**What this task involves**
Where the string "stacked" shows up in a line of the records, copy that line.
╭─ Source data
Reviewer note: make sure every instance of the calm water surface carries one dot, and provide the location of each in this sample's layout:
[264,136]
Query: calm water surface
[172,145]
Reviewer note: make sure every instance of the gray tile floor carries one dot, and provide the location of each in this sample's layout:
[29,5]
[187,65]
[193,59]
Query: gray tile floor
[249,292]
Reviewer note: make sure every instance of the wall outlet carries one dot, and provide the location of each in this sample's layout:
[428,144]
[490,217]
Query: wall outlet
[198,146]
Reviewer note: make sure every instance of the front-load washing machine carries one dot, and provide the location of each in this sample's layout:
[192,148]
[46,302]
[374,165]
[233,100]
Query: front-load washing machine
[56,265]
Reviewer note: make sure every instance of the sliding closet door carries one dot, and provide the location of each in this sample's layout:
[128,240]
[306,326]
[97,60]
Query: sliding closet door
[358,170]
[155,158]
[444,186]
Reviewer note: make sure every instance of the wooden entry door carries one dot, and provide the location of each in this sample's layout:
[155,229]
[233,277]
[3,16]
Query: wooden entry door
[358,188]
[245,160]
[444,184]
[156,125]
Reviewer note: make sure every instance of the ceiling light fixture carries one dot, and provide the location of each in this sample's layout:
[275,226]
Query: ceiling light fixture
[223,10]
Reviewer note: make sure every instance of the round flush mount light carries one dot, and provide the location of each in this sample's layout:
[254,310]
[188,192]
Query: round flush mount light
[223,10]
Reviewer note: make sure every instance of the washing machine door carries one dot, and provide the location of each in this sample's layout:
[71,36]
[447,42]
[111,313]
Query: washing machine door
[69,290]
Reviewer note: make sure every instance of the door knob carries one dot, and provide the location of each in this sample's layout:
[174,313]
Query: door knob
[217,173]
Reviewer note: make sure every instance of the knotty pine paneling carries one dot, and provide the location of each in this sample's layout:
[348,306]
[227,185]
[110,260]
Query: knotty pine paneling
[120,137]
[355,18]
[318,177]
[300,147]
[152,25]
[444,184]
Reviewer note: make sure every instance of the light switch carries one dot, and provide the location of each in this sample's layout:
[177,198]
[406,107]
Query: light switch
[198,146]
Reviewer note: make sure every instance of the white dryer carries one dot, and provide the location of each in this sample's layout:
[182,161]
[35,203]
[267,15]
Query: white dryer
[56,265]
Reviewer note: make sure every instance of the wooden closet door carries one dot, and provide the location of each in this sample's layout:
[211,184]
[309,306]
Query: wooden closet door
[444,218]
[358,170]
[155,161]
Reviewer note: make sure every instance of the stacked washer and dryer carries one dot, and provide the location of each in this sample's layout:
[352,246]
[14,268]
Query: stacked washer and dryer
╰─
**Written answer**
Reviewer note: make sure every instance of the stacked washer and dryer carries one dot, and provide the location of each in this sample's layout:
Query: stacked washer and dryer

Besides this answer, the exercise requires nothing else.